# Text segment
------------------------------------------------------------------------
And don’t forget the costs of binge-eating that hangover brunch fit for a king so you can roll up to work. After a night of drinking, I need not just the usual coffee, but a fancy cold-pressed juice with ginger to soothe my stomach as well as a giant breakfast burrito — all told, an additional $20 I wouldn’t normally need to spend.
Drunk Purchases
Hopefully no one is hitting up Amazon every time they get hammered, but people who do seem to not only buy random shit they don’t really need, but at prices they’d normally reject sober. Case in point: Our own Eddie Kim dropped $150 on a sustainable comforter made of eucalyptus fiber while loaded. Some research has measured the average drunk spending spree by the beverage: Gin drinkers spend an average of $82.40 on their drunk Amazon purchases, while beer drinkers spend a far more modest $38.84.
Illegal Substances
For many people who might typically avoid recreational drug use while sober, drinking turns up the dials on craving weed, psychedelics and speed. Prices vary of course, but if drinking regularly leads you to partake in coke- and shroom-filled nights or drives you to call up that friend who always has molly, you could save hundreds extra on those fun weekends.
Ride Shares
If you’re an urban dweller and you drinking is your social outing, you’ll hopefully call a ride share to cart you around as you become increasingly more sloshed. While the research on average ride share spending doesn’t detail the purpose of every ride hailed, on average, people spend $20 to $30 a month in mid-sized cities on Uber and Lyft, and closer to $60 to $80 or more a month in larger cities such as Los Angeles and New York. That’s a worthwhile chunk of change to avoid drunk driving and DUIs, but not drinking obviously eliminates some of that cost.
------------------------------------------------------------------------
# Provided material
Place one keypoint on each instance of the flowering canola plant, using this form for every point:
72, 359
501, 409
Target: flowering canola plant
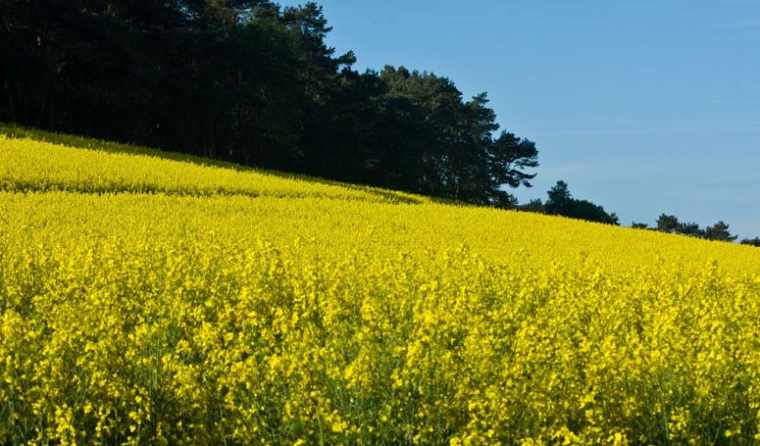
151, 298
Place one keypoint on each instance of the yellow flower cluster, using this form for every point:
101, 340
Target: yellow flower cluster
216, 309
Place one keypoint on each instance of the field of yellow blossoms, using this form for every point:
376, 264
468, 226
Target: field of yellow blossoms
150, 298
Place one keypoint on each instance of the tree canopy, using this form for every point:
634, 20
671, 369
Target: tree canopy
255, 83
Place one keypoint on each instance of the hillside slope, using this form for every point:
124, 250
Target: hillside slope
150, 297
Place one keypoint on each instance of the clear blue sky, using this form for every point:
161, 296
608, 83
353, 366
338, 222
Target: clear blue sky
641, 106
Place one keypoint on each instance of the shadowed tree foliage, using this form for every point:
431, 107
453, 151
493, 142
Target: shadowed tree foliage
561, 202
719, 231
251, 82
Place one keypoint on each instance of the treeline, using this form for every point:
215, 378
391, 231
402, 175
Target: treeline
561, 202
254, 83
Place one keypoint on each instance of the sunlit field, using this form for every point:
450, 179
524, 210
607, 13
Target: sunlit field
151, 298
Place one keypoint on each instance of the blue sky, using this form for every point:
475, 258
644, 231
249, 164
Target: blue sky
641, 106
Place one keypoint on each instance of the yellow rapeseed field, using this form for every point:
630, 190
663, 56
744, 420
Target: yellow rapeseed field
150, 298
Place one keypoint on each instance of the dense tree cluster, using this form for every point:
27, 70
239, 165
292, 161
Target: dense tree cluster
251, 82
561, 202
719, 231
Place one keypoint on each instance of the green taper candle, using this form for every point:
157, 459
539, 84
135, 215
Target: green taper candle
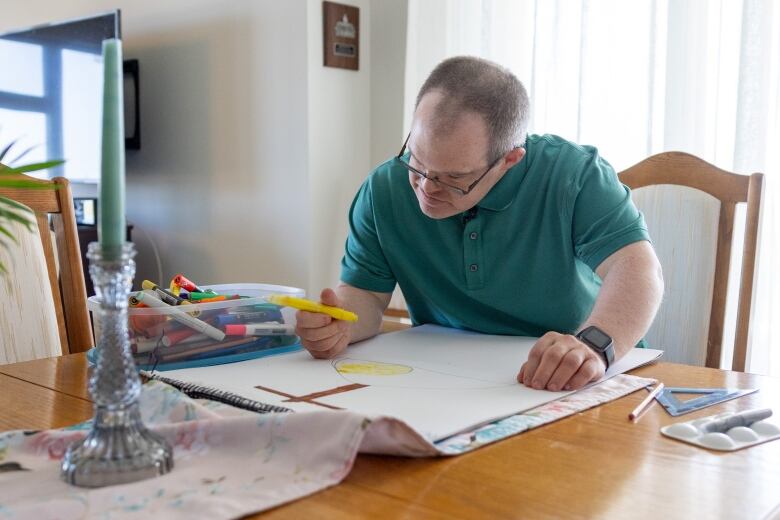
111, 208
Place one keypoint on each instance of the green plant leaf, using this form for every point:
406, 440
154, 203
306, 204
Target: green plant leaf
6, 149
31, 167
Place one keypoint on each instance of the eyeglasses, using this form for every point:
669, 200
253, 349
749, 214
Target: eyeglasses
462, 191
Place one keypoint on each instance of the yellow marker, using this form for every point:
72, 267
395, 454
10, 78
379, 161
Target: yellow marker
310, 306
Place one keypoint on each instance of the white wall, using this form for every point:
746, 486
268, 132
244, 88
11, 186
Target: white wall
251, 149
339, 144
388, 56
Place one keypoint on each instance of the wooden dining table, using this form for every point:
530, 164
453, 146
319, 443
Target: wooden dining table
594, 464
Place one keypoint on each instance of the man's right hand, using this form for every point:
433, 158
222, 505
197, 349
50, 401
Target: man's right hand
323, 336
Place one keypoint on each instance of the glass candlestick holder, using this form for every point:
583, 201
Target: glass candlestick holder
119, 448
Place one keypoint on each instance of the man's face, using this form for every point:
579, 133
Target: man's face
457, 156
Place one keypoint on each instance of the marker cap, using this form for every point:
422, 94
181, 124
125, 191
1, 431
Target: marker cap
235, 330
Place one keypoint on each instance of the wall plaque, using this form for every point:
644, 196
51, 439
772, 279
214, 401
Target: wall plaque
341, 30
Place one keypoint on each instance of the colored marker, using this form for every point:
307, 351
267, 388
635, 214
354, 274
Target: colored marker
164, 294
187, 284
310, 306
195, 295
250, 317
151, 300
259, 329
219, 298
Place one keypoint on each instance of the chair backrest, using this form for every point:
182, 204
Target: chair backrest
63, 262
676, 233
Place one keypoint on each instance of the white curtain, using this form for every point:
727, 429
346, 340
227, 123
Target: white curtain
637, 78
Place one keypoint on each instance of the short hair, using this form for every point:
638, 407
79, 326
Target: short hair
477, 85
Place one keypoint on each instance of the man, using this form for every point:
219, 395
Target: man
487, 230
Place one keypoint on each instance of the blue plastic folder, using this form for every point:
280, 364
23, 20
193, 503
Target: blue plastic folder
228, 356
------------------------------------------------------------------------
# Task set
1. Translate this sentence from the article on the costs of drinking into Spanish: "Case in point: Our own Eddie Kim dropped $150 on a sustainable comforter made of eucalyptus fiber while loaded."
2. Carry on writing the article on the costs of drinking, starting right after its final sentence.
You can set the listing aside; it plays no part in this work.

# Results for the exercise
1. Un ejemplo: nuestro propio Eddie Kim gastó 150 dólares en un edredón sostenible hecho de fibra de eucalipto mientras estaba borracho.

2.
Meds
Drinking more often means more hangovers, and more hangovers means more money spent on hangover cures and symptom relievers like Alka-Seltzer and ibuprofen or whatever your specific panacea may be.
Health Costs
It’s impossible to calculate the general cost of what we might spend to address the consequences of regular drinking. But we can reverse engineer it by understanding what improves when we stop drinking. Cutting out drinking for a mere 31 days leads to weight loss, better sleep, brighter skin and more energy.
This means that generally speaking, we’d miss less work and probably do more productive things with that better sleep and more energy, but moneywise, we’d need less caffeine to bounce back and, at least for anyone using product to cover up bloodshot eyes or splotchy skin, there are some cumulative costs in self-care that could be easily reduced.
None of this is to suggest everyone should cut out booze this month. Some liver specialists debate the practice, suggesting that it can actually justify and encourage binge-drinking once the month is up and find yourself going hog wild again. They argue that it’s far better to simply cut down a few days a week every month if you want to reduce booze and see the benefits year-round.
What’s more, while quitting booze for a month might mean you suddenly have the drive or energy to exercise more or write that novel, others simply transfer their boozing impulses to something else, such as eating, gambling, love or shopping. That might still be preferable to drinking, but it won’t necessarily save you any cash.
For those reasons, don’t quit drinking without thinking through what your alternate reality will become. People drink for a reason, and unless you’ve got something better to do with your time, you could find yourself this Saturday night gambling away your savings account with the sort of highly irritated zeal only a newly sober person would understand.